INPUT FOR THIS TASK Start Marker

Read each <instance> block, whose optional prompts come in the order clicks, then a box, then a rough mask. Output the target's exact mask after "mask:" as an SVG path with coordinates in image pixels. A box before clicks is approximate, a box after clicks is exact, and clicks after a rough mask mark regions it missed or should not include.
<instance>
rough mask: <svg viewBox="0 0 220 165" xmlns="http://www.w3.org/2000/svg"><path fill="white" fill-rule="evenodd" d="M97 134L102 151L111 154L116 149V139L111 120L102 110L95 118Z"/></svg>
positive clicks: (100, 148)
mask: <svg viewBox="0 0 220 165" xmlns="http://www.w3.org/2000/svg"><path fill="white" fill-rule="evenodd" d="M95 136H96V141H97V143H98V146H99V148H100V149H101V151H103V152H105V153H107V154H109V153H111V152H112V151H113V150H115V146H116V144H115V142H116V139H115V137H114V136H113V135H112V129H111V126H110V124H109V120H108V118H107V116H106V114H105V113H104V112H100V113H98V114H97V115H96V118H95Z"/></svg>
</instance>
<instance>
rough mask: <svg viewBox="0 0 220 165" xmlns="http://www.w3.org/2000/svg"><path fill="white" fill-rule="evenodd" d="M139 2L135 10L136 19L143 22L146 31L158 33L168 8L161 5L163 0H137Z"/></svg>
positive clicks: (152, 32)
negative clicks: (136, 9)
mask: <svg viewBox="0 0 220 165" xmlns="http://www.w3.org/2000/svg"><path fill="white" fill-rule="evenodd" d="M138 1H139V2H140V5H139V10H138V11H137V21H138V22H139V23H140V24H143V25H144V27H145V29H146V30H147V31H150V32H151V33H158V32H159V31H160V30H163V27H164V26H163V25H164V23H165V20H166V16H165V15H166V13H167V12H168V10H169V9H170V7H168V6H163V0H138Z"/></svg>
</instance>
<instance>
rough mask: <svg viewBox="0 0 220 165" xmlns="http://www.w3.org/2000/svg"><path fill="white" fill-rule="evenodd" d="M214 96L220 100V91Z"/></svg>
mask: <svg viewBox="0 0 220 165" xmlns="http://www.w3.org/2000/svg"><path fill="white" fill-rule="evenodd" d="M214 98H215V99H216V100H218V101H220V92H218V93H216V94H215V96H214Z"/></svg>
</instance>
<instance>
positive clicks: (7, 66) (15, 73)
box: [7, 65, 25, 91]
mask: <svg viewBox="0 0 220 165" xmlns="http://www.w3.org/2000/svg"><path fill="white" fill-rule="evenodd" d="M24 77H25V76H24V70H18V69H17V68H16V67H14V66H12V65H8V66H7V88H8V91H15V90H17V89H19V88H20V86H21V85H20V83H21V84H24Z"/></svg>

INPUT FOR THIS TASK End Marker

▶ [WHAT YOU ARE ASKED TO DO]: From the first line of the entries above to the line with "134L102 151L111 154L116", please return every line exactly, keeping both ends.

▶ [FINISHED EXERCISE]:
Read each <instance> block, whose optional prompts come in the order clicks, then a box, then a rough mask. Output the target's exact mask after "mask:" as an SVG path with coordinates in image pixels. A box before clicks is approximate, a box after clicks is exact, and clicks after a rough mask mark regions it missed or should not include.
<instance>
rough mask: <svg viewBox="0 0 220 165" xmlns="http://www.w3.org/2000/svg"><path fill="white" fill-rule="evenodd" d="M97 134L102 151L111 154L116 149V139L111 120L102 110L95 118Z"/></svg>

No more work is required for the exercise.